◆ Excerpted passage ◆
++++
Risankizumab Well Tolerated, Shows Improvements in Symptoms of Psoriatic Arthritis

Hands with PsA
Hands of person with psoriatic arthritis.
Researchers reported integrated results from 24-week, phase 3 randomized clinical trials on the safety and efficacy of risankizumab in patients with active psoriatic arthritis.

The following article is a part of conference coverage from the American College of Rheumatology (ACR) Convergence 2021, being held virtually from November 3 to 10, 2021. The team at Rheumatology Advisor will be reporting on the latest news and research conducted by leading experts in rheumatology. Check back for more from the ACR Convergence 2021.


Risankizumab was found to be effective and safe in the treatment of active psoriatic arthritis (PsA), according to trial data presented at the American College of Rheumatology (ACR) Convergence 2021, held virtually from November 3 to 10, 2021. Compared with placebo, risankizumab was associated with greater improvements in signs and symptoms of PsA among patients with previous inadequate response or intolerance to conventional synthetic disease-modifying antirheumatic drugs (csDMARD-IR) or biologic therapies (bio-IR).
++++
◆ Provided records ◆
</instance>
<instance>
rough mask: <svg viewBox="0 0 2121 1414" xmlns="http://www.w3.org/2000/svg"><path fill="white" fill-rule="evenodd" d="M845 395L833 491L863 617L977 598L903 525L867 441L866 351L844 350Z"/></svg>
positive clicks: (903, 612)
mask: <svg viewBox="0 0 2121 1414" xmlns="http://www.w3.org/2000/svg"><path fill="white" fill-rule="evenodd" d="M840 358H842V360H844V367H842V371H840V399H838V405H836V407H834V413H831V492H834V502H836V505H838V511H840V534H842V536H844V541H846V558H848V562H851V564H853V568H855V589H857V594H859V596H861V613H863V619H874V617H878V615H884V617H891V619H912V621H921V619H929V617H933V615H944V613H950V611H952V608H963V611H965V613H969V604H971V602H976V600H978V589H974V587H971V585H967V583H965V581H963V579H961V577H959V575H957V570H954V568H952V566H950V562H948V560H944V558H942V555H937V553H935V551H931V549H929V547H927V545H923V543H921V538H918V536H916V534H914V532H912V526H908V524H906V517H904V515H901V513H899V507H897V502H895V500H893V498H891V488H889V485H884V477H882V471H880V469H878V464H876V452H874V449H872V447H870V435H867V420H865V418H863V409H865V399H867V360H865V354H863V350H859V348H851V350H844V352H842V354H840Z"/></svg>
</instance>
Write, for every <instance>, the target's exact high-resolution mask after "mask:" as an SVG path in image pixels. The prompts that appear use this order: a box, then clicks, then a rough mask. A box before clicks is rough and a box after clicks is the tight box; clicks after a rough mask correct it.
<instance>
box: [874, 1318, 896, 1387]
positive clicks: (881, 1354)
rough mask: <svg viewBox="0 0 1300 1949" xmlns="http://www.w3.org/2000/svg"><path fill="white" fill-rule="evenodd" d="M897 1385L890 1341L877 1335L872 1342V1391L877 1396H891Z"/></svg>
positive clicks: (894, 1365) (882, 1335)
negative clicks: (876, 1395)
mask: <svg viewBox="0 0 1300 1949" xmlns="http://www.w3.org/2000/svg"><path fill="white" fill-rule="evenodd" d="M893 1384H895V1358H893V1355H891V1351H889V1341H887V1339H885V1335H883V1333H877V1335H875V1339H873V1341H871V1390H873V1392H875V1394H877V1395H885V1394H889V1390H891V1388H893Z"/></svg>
++++
Please state how long the phase 3 randomized clinical trials in the risankizumab report lasted.

◆ Solution to the exercise ◆
24 weeks.